== Article ==
»»
How did it work out for you? Rather than nine hoses coming out of one resevoir, you can use one hose split into two using a three-way junction. Split that into two again, and those two into two again, and you have 8 equally-pressurised nutrient lines to feed into 8 or more planters.
Dandeman321 (author)  stormsaber1 year ago
You may be able to use some T's from drip irrigation systems
Dandeman321 (author)  zgezon3 years ago
For the level of solution, I turned the pump on, then added solution until it topped off each plant.

The way this design works, is that each plant has a sealed chamber with solution and two tubes. One for air, the other for solution/water. The solution/water tube goes straight up to the plant/gravel from the bottom of the chamber. The air tube blows air into the chamber, displacing the water, pushing it up through the solution/water tube, into the plant/gravel. When there is no solution left, the air goes though the tube, keeping all of the solution in the plant/gravel. When the pump turns off, the solution/water slowly drains back into the chamber since there is no air pressure keeping the solution/water in the plant/gravel.

I do not know of a way to have one single chamber for the solution/water unless you have a massive container (like an air tight storage container) and each plant/gravel container is on top of it.

Hope that helps.
stormsaber1 year ago
Brilliant system, very simply to design and build. I have created a similar, simpler system with good results after misunderstanding what you had written.
««
== Recorded data ==
»»
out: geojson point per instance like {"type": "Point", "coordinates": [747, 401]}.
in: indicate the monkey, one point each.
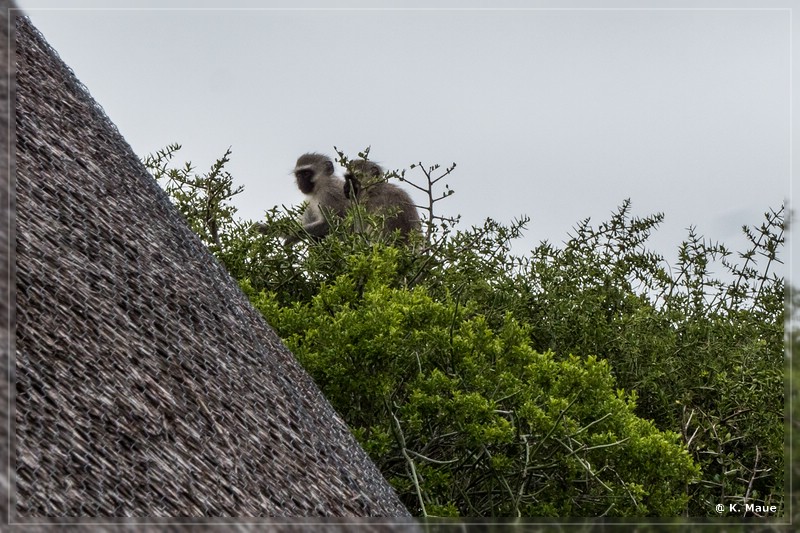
««
== Work to do ==
[A] According to the forum thread, how did the author set the level of solution?
[B] Rewrite the forum thread between "I do not know" and "you had written.", inclusive, changing every "container" to "tub".

== Results for each task ==
[A] The author turned the pump on, then added solution until it topped off each plant.

[B]
I do not know of a way to have one single chamber for the solution/water unless you have a massive tub (like an air tight storage tub) and each plant/gravel tub is on top of it.

Hope that helps.
stormsaber1 year ago
Brilliant system, very simply to design and build. I have created a similar, simpler system with good results after misunderstanding what you had written.